■ **TASK GOAL**
Please pick out and copy every line in the records below that contains the word "palm". Case counts.

— START OF RECORDS PROVIDED —

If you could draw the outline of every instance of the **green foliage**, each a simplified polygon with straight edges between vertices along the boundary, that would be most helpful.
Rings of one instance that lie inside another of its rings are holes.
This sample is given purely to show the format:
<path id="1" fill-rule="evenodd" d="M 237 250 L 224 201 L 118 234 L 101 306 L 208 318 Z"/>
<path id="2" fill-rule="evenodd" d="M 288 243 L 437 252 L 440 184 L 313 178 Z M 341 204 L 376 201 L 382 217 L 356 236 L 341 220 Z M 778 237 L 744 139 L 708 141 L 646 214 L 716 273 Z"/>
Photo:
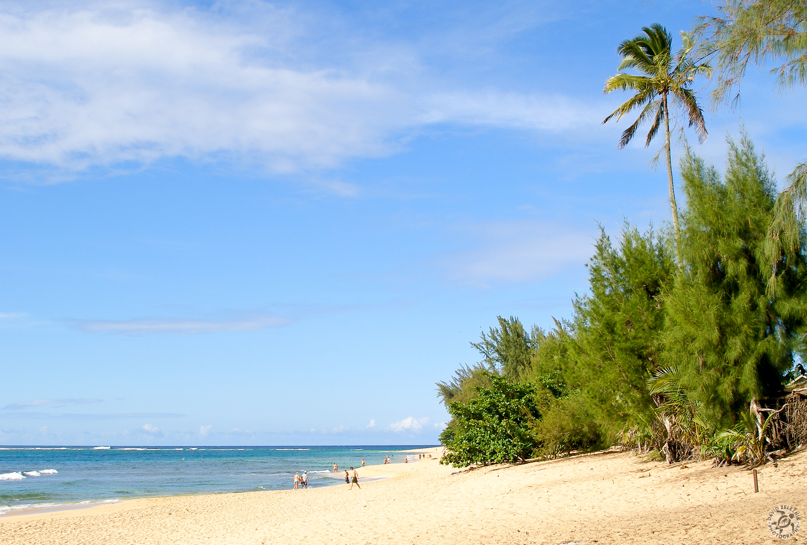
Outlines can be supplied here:
<path id="1" fill-rule="evenodd" d="M 499 327 L 491 327 L 482 340 L 470 345 L 483 356 L 482 363 L 488 368 L 513 380 L 518 380 L 529 367 L 536 347 L 536 337 L 543 335 L 538 328 L 527 333 L 517 318 L 505 319 L 498 316 Z"/>
<path id="2" fill-rule="evenodd" d="M 546 410 L 534 424 L 541 457 L 557 458 L 574 451 L 588 451 L 608 446 L 598 414 L 582 395 L 562 397 Z"/>
<path id="3" fill-rule="evenodd" d="M 717 17 L 701 17 L 695 35 L 704 56 L 717 57 L 717 102 L 739 89 L 749 64 L 771 69 L 779 85 L 807 81 L 807 5 L 794 0 L 725 0 Z M 734 99 L 739 98 L 739 91 Z"/>
<path id="4" fill-rule="evenodd" d="M 780 390 L 805 315 L 803 255 L 782 272 L 777 296 L 766 293 L 775 184 L 747 138 L 729 144 L 724 180 L 691 152 L 682 160 L 687 262 L 665 297 L 666 358 L 713 430 Z"/>
<path id="5" fill-rule="evenodd" d="M 476 387 L 474 399 L 448 404 L 453 422 L 440 436 L 446 448 L 441 464 L 517 462 L 538 446 L 532 427 L 541 418 L 537 387 L 493 374 L 489 378 L 491 387 Z"/>
<path id="6" fill-rule="evenodd" d="M 590 293 L 574 302 L 575 364 L 567 381 L 603 408 L 604 426 L 619 429 L 653 406 L 647 380 L 662 363 L 661 297 L 675 265 L 666 239 L 628 224 L 617 248 L 602 231 L 595 248 Z"/>
<path id="7" fill-rule="evenodd" d="M 476 397 L 478 387 L 491 387 L 491 373 L 487 366 L 483 364 L 463 365 L 447 382 L 437 383 L 437 395 L 445 406 L 452 401 L 467 403 Z"/>
<path id="8" fill-rule="evenodd" d="M 670 102 L 673 108 L 684 110 L 689 121 L 689 127 L 694 127 L 698 140 L 706 139 L 706 123 L 703 112 L 698 105 L 697 98 L 692 89 L 695 78 L 708 75 L 711 69 L 709 64 L 699 63 L 692 59 L 692 52 L 695 46 L 692 37 L 681 32 L 682 48 L 675 56 L 672 53 L 672 36 L 662 25 L 655 23 L 642 29 L 643 34 L 627 40 L 617 48 L 622 60 L 619 70 L 633 69 L 641 73 L 639 75 L 624 72 L 612 76 L 605 81 L 604 93 L 615 90 L 633 90 L 636 94 L 620 106 L 603 123 L 613 118 L 618 122 L 623 115 L 642 109 L 639 117 L 622 133 L 619 148 L 628 145 L 633 139 L 640 125 L 650 121 L 650 131 L 645 140 L 645 147 L 659 132 L 664 124 L 664 147 L 656 155 L 653 162 L 658 160 L 663 152 L 667 163 L 667 181 L 669 182 L 670 207 L 672 212 L 672 224 L 675 231 L 675 247 L 679 264 L 682 261 L 678 239 L 680 229 L 678 224 L 678 206 L 675 203 L 675 191 L 672 182 L 672 159 L 670 146 Z"/>
<path id="9" fill-rule="evenodd" d="M 690 52 L 693 44 L 686 33 L 682 33 L 684 48 L 674 56 L 672 36 L 662 25 L 655 23 L 644 27 L 642 31 L 642 34 L 625 40 L 617 48 L 617 52 L 622 58 L 617 69 L 633 69 L 640 72 L 641 75 L 620 72 L 606 80 L 604 89 L 606 94 L 617 89 L 630 89 L 636 91 L 636 94 L 605 118 L 603 123 L 614 117 L 619 121 L 623 115 L 641 107 L 638 119 L 622 133 L 619 148 L 624 148 L 633 139 L 642 123 L 651 121 L 653 124 L 645 141 L 646 148 L 659 131 L 662 122 L 667 119 L 668 102 L 671 100 L 684 109 L 689 119 L 689 126 L 695 127 L 699 139 L 705 139 L 706 123 L 691 87 L 696 77 L 709 73 L 709 65 L 697 64 L 692 60 Z"/>

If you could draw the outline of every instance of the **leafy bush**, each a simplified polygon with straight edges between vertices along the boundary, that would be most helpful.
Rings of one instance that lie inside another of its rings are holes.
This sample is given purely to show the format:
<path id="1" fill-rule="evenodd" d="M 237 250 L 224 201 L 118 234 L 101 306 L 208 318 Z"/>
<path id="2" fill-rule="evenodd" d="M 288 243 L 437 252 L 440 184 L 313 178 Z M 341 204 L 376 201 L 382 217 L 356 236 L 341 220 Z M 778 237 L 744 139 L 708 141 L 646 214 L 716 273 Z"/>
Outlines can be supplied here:
<path id="1" fill-rule="evenodd" d="M 488 377 L 491 387 L 477 386 L 476 397 L 466 404 L 448 404 L 454 419 L 440 435 L 446 450 L 441 464 L 517 462 L 539 446 L 533 424 L 546 394 L 533 382 L 508 382 L 491 373 Z"/>

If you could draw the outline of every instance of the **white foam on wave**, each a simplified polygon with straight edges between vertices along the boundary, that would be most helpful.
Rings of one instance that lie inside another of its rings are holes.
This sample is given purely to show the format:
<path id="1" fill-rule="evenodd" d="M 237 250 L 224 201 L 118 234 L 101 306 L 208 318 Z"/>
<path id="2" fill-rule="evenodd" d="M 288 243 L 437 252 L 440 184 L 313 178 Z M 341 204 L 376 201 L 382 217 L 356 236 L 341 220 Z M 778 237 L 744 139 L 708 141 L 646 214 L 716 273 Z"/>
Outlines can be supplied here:
<path id="1" fill-rule="evenodd" d="M 83 448 L 67 447 L 0 447 L 0 451 L 83 451 Z"/>
<path id="2" fill-rule="evenodd" d="M 35 507 L 52 507 L 55 503 L 23 503 L 22 505 L 0 505 L 0 514 L 6 514 L 11 511 L 20 511 L 25 509 Z"/>

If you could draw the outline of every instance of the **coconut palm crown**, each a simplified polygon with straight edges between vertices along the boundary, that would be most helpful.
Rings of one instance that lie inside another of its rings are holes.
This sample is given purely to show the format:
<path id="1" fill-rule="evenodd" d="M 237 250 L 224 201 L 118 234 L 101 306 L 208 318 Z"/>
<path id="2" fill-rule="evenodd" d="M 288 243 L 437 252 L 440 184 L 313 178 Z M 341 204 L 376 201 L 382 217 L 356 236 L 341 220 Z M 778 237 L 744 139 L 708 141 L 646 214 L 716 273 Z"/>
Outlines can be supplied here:
<path id="1" fill-rule="evenodd" d="M 670 152 L 670 102 L 683 110 L 689 121 L 689 127 L 695 129 L 698 141 L 704 142 L 708 133 L 704 121 L 703 110 L 698 105 L 695 93 L 691 89 L 692 81 L 699 75 L 709 75 L 711 68 L 706 64 L 698 64 L 690 56 L 695 44 L 690 35 L 681 32 L 683 46 L 678 54 L 672 54 L 672 36 L 658 23 L 642 29 L 643 34 L 626 40 L 619 44 L 617 52 L 622 58 L 617 69 L 620 73 L 605 81 L 604 93 L 615 90 L 633 90 L 636 94 L 617 108 L 603 123 L 616 118 L 619 121 L 638 108 L 642 108 L 639 117 L 622 133 L 618 148 L 625 148 L 636 135 L 639 126 L 651 121 L 645 147 L 659 132 L 663 123 L 666 141 L 662 152 L 667 159 L 667 173 L 670 185 L 670 206 L 672 209 L 672 223 L 675 230 L 675 249 L 679 267 L 682 266 L 679 247 L 680 227 L 678 223 L 678 206 L 672 183 L 672 158 Z M 640 75 L 625 73 L 622 70 L 633 69 Z M 657 156 L 658 157 L 658 156 Z"/>

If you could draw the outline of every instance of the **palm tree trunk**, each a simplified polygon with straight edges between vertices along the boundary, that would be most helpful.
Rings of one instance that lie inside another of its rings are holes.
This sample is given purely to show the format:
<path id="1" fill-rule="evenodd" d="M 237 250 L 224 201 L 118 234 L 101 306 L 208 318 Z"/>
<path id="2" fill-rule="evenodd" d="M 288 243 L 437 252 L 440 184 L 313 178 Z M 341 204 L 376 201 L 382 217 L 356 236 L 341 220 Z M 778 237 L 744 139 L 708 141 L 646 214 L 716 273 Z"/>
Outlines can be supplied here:
<path id="1" fill-rule="evenodd" d="M 670 206 L 672 208 L 672 225 L 675 230 L 675 256 L 678 268 L 684 267 L 681 259 L 681 227 L 678 223 L 678 206 L 675 206 L 675 186 L 672 184 L 672 153 L 670 147 L 670 112 L 667 107 L 667 94 L 664 94 L 664 129 L 667 133 L 667 177 L 670 182 Z"/>

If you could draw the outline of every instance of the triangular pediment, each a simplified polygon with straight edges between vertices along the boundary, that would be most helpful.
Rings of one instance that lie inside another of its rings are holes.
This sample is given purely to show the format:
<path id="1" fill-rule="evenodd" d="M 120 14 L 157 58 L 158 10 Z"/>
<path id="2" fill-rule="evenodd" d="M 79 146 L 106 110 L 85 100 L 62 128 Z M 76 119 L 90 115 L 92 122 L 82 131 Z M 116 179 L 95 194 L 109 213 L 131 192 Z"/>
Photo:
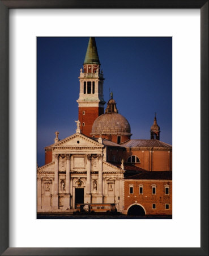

— END OF RECORDS PROVIDED —

■ **CORRECT ANSWER**
If you could draw the outline of every instance of the **coconut palm crown**, each a simplified polygon with straight edges between vertices along the boundary, that would be most helpful.
If you could draw the outline of every instance of the **palm tree trunk**, each a simplified polygon with straight edges between vertices along the boundary, that would be most helpful.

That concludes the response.